What the exercise asks >>
Return every record below verbatim, leaving out the pictures.

(Bounding box annotation records)
....

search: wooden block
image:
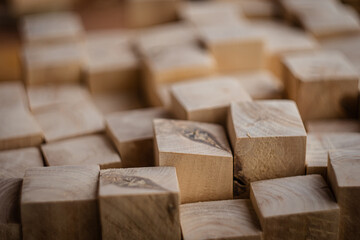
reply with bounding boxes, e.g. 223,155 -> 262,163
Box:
154,119 -> 233,203
106,108 -> 171,167
0,178 -> 22,240
171,76 -> 251,124
0,147 -> 44,178
41,134 -> 122,169
230,70 -> 284,100
199,24 -> 264,72
34,101 -> 104,142
22,43 -> 83,85
283,51 -> 359,120
328,150 -> 360,240
250,175 -> 340,240
227,100 -> 306,198
99,167 -> 181,240
21,165 -> 101,240
20,12 -> 83,44
180,199 -> 262,240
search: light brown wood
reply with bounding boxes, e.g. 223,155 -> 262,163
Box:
250,175 -> 340,240
154,119 -> 233,203
99,167 -> 181,240
170,76 -> 251,124
21,165 -> 101,240
283,51 -> 359,120
106,108 -> 171,167
180,199 -> 262,240
227,100 -> 306,198
34,101 -> 105,142
41,134 -> 122,169
0,147 -> 44,178
328,150 -> 360,240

....

Exercise output >>
search: wooden block
image:
reply with bounding boxes, e.g. 223,155 -> 262,163
Box:
154,119 -> 233,203
106,108 -> 171,167
0,178 -> 22,240
171,76 -> 251,124
0,147 -> 44,178
41,134 -> 122,169
230,70 -> 284,100
199,24 -> 264,72
34,101 -> 104,142
22,43 -> 83,85
283,51 -> 359,120
328,150 -> 360,240
250,175 -> 340,240
227,100 -> 306,198
99,167 -> 181,240
21,165 -> 101,240
20,12 -> 83,44
180,199 -> 262,240
search: light brown wood
reply with bounding boxes, e.g. 223,155 -> 262,163
Box:
250,175 -> 340,240
154,119 -> 233,203
99,167 -> 181,240
170,76 -> 251,124
21,165 -> 101,240
283,51 -> 359,120
106,108 -> 171,167
180,199 -> 262,240
227,100 -> 306,198
34,101 -> 105,142
41,134 -> 122,169
0,147 -> 44,178
328,150 -> 360,240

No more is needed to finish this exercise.